● **Page extract**
=-=-=

Why is English spelling so weird, and why is it so hard to read hiragana?

definately byutiful

English spelling is nasty. It’s inconsistent, illogical, and only gives vague hints as to the pronunciation of the words. Why, just take a look at this poem!

When the English tongue we speak.
Why is break not rhymed with freak?
Will you tell me why it’s true
We say sew but likewise few?
And the maker of the verse,
Cannot rhyme his horse with worse?
Beard is not the same as heard
Cord is different from word.
Cow is cow but low is low
Shoe is never rhymed with foe.

Many more such lovely poems are to be found here.

Isn’t it about time we replaced it with something rational? Why don’t we use something consistent, something phonetic, something any kid could learn in a single grade year, rather than year after year of spelling bees and flashcards?

We don’t do that because, first off, that’s not what spelling *does*. Sure, we read the words, and the pronunciation pops into our brains as we read, but we don’t actually need to letters to conform to set rules of pronunciation at all. The words printed on the page don’t inform us as to the pronunciation of the word, except maybe the first time, and even then we still have our doubts until we hear the word spoken aloud. No, the words printed on the page give us the meaning of the word, and our brain pulls out the pronunciation from our mental dictionaries as soon as we see the word.

I’ll even prove it to you, paraphrasing an example from Steven Plinker’s The Language Instinct. Read these first two sentences from Kurt Vonnegut’s Slaughterhouse-Five, and if you’re a native English speaker (or a darn good student of English), I’ll bet you a pon de ring that you can read it with barely more effort than a normal sentence.

Xll thxs hxppxnxd, mxrx xr lxss. Thx wxr pxrts, xnxwxx, xrx prxttx mxch trxx.

The word “anyway” in there might have been a touch tricky, but I’m betting you know just what that sentence says, even with all the vowels replaced with the letter “x”. Why does that work?

There are a bunch of factors at play, but essentially, we don’t really read letter by letter–at least, not after grade 3 or so. Mostly, we look at the general shape of the word, infer its meaning from its neighbors and the context of the sentence, pronounce the word in our heads (if we haven’t taken one of those speed-reading courses), and move on to the next word. Past the point of learning basic literacy, we don’t read the letters. Instead, we look at the word as a whole, and take its meaning from there.

=-=-=

Please copy the article on English spelling above word for word, from its title through its final sentence.

=-=-=

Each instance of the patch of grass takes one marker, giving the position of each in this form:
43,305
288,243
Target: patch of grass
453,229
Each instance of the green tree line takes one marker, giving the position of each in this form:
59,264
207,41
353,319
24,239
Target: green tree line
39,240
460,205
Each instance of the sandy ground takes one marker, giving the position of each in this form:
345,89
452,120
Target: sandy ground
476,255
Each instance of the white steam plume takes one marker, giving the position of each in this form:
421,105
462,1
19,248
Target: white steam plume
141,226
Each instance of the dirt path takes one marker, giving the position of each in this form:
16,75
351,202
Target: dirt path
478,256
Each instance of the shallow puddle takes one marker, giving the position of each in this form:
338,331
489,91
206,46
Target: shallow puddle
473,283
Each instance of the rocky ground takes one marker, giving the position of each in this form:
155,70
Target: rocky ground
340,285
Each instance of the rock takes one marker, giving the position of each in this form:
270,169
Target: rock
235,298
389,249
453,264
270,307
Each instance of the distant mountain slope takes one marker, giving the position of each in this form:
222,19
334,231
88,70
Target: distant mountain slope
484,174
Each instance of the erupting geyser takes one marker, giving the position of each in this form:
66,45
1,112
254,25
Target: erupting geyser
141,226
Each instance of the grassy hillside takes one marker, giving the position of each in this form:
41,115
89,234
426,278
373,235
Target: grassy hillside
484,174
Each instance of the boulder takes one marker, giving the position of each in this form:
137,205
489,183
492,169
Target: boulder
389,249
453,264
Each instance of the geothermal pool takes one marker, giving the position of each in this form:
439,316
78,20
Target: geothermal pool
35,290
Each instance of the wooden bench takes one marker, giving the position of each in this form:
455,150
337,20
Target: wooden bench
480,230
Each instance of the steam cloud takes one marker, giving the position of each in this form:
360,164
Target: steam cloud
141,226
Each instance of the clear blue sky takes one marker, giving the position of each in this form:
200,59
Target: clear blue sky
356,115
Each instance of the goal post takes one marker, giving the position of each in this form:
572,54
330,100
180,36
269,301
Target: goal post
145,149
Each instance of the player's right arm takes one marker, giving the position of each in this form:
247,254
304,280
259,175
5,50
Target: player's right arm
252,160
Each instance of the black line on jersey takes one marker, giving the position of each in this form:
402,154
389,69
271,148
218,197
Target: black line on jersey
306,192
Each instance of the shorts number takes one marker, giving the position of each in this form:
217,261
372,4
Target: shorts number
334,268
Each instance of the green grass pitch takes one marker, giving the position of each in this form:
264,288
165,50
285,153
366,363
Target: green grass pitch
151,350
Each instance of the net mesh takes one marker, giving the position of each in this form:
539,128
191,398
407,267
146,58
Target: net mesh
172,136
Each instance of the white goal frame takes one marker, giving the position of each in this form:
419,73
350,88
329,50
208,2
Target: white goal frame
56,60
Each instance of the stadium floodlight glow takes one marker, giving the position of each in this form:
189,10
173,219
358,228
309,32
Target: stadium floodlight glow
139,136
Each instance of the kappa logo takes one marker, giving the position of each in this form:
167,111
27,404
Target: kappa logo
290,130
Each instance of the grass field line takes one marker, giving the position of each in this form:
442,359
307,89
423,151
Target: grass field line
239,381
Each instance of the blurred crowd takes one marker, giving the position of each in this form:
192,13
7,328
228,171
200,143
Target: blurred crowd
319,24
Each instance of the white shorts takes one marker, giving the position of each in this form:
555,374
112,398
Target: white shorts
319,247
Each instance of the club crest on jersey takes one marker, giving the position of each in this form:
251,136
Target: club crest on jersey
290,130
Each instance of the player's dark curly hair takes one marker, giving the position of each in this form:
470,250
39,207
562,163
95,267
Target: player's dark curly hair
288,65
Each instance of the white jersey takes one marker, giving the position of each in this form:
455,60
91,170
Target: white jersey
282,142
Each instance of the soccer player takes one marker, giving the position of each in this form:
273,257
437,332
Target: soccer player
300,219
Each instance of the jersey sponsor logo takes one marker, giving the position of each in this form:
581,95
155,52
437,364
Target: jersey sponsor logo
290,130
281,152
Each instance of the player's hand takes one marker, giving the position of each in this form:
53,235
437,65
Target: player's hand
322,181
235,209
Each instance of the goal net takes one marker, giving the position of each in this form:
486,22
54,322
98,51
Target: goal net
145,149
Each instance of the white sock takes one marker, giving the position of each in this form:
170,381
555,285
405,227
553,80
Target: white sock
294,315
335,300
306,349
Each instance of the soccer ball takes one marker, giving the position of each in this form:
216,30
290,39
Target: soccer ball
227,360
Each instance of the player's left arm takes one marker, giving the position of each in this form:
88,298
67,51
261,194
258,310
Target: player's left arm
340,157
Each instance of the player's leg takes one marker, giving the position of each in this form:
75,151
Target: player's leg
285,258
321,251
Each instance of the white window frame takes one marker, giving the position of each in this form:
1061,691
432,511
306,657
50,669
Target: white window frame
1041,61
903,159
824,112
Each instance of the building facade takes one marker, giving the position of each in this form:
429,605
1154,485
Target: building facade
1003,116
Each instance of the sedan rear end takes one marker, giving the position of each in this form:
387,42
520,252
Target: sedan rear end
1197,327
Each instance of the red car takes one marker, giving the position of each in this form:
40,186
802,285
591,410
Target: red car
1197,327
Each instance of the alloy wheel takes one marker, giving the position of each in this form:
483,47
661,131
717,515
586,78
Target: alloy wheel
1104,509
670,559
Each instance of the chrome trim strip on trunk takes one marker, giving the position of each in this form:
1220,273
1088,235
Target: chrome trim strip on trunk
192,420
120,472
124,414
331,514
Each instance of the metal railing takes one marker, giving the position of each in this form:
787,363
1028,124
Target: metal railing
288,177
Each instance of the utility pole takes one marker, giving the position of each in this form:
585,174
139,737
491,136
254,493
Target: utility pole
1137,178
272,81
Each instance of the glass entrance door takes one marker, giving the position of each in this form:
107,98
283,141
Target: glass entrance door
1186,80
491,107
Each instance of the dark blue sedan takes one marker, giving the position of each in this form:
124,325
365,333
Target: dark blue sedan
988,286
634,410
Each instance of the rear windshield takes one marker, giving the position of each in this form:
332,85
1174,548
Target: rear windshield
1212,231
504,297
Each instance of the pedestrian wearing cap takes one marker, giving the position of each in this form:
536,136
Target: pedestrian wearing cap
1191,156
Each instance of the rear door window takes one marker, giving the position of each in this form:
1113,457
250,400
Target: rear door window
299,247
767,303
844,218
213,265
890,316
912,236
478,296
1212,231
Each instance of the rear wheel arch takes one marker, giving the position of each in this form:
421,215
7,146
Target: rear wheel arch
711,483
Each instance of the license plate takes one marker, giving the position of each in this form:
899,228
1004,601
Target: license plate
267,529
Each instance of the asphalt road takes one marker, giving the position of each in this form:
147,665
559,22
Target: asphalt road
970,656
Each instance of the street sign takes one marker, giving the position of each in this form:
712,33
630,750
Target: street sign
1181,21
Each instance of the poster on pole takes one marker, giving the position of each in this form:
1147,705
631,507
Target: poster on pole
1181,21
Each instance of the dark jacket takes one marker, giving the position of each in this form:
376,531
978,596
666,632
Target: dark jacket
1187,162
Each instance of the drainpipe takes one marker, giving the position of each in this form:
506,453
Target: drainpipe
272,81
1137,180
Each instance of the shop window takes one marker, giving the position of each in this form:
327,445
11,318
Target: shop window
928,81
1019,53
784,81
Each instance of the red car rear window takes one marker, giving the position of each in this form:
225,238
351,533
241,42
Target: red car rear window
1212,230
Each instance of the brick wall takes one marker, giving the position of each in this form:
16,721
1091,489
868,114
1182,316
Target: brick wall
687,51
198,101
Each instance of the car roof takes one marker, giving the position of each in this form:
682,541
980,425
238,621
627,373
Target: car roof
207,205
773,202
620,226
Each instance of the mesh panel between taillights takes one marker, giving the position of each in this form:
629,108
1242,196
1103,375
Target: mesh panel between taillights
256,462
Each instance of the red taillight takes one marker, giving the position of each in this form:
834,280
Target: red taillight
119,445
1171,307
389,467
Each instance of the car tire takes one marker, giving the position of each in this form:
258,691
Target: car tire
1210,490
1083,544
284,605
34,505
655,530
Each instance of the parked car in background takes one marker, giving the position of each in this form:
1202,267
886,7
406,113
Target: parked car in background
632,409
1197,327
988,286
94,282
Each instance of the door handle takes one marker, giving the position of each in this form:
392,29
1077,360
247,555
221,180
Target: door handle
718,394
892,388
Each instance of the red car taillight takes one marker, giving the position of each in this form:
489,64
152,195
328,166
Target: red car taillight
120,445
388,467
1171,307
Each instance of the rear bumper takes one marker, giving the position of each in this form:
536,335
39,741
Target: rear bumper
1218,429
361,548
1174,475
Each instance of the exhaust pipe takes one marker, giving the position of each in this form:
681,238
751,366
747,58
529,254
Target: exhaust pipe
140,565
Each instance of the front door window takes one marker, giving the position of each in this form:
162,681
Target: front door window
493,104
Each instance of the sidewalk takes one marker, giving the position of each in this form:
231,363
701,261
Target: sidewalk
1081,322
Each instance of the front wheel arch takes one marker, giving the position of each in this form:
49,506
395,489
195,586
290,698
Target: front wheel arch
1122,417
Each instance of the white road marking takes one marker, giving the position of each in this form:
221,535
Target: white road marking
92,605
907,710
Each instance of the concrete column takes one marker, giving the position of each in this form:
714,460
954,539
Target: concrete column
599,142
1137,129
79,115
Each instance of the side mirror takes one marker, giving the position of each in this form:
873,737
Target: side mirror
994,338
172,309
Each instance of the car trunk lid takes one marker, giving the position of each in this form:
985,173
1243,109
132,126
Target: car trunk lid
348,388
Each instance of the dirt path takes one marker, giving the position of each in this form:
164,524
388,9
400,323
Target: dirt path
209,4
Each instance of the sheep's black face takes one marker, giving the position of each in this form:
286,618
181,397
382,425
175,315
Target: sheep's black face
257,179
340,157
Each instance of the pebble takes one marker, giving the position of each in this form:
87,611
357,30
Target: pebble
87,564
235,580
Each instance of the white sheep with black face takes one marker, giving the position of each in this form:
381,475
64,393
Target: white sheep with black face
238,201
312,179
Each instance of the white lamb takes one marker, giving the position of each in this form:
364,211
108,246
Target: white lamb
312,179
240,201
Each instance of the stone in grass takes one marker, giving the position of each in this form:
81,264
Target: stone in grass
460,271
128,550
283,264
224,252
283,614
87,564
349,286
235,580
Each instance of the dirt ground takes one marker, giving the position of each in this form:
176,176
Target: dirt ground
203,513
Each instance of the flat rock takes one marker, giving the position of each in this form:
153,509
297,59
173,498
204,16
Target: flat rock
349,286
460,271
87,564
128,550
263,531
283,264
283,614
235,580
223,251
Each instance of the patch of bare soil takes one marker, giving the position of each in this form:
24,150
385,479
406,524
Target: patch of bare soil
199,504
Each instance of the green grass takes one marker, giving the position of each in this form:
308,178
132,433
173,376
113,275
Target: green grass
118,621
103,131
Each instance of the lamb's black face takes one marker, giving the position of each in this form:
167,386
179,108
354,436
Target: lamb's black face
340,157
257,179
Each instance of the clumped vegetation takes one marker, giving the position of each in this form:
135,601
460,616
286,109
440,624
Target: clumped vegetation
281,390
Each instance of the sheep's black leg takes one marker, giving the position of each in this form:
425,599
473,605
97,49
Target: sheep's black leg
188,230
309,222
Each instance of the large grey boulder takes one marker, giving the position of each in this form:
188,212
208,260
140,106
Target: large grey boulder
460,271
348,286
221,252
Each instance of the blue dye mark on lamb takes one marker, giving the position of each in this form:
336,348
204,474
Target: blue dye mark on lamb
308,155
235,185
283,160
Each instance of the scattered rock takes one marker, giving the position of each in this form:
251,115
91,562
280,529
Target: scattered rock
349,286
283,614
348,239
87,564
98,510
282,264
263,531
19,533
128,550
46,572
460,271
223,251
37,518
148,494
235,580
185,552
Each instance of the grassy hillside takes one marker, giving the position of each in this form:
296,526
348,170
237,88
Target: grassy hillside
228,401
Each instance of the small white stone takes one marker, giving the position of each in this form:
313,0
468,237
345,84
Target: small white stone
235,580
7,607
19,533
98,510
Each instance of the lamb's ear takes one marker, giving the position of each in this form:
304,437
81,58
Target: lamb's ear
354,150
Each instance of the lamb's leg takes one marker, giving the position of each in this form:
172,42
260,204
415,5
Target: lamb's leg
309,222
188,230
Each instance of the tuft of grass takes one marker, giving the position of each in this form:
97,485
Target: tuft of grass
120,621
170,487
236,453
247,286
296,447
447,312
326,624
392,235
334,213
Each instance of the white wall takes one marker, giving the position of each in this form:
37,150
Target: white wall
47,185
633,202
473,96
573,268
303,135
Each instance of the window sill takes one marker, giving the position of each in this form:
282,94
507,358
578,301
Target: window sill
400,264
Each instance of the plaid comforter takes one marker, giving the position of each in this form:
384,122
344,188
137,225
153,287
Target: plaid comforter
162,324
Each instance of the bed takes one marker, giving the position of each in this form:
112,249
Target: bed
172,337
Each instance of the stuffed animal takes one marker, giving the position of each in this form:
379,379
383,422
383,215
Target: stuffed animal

=-=-=

● **Complete output**
Why is English spelling so weird, and why is it so hard to read hiragana?

definately byutiful

English spelling is nasty. It’s inconsistent, illogical, and only gives vague hints as to the pronunciation of the words. Why, just take a look at this poem!

When the English tongue we speak.
Why is break not rhymed with freak?
Will you tell me why it’s true
We say sew but likewise few?
And the maker of the verse,
Cannot rhyme his horse with worse?
Beard is not the same as heard
Cord is different from word.
Cow is cow but low is low
Shoe is never rhymed with foe.

Many more such lovely poems are to be found here.

Isn’t it about time we replaced it with something rational? Why don’t we use something consistent, something phonetic, something any kid could learn in a single grade year, rather than year after year of spelling bees and flashcards?

We don’t do that because, first off, that’s not what spelling *does*. Sure, we read the words, and the pronunciation pops into our brains as we read, but we don’t actually need to letters to conform to set rules of pronunciation at all. The words printed on the page don’t inform us as to the pronunciation of the word, except maybe the first time, and even then we still have our doubts until we hear the word spoken aloud. No, the words printed on the page give us the meaning of the word, and our brain pulls out the pronunciation from our mental dictionaries as soon as we see the word.

I’ll even prove it to you, paraphrasing an example from Steven Plinker’s The Language Instinct. Read these first two sentences from Kurt Vonnegut’s Slaughterhouse-Five, and if you’re a native English speaker (or a darn good student of English), I’ll bet you a pon de ring that you can read it with barely more effort than a normal sentence.

Xll thxs hxppxnxd, mxrx xr lxss. Thx wxr pxrts, xnxwxx, xrx prxttx mxch trxx.

The word “anyway” in there might have been a touch tricky, but I’m betting you know just what that sentence says, even with all the vowels replaced with the letter “x”. Why does that work?

There are a bunch of factors at play, but essentially, we don’t really read letter by letter–at least, not after grade 3 or so. Mostly, we look at the general shape of the word, infer its meaning from its neighbors and the context of the sentence, pronounce the word in our heads (if we haven’t taken one of those speed-reading courses), and move on to the next word. Past the point of learning basic literacy, we don’t read the letters. Instead, we look at the word as a whole, and take its meaning from there.